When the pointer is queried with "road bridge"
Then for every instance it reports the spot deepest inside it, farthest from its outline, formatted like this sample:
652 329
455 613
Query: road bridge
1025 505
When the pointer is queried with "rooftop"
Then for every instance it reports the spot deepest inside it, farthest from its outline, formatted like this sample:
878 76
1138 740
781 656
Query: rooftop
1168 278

──────

* EXERCISE DESCRIPTION *
Lines of the listing above that contain the word "When" must all be copied.

* SOLUTION TO THIS EXERCISE *
When the pointer is queried with "road bridge"
When the pointer is queried with "rooftop"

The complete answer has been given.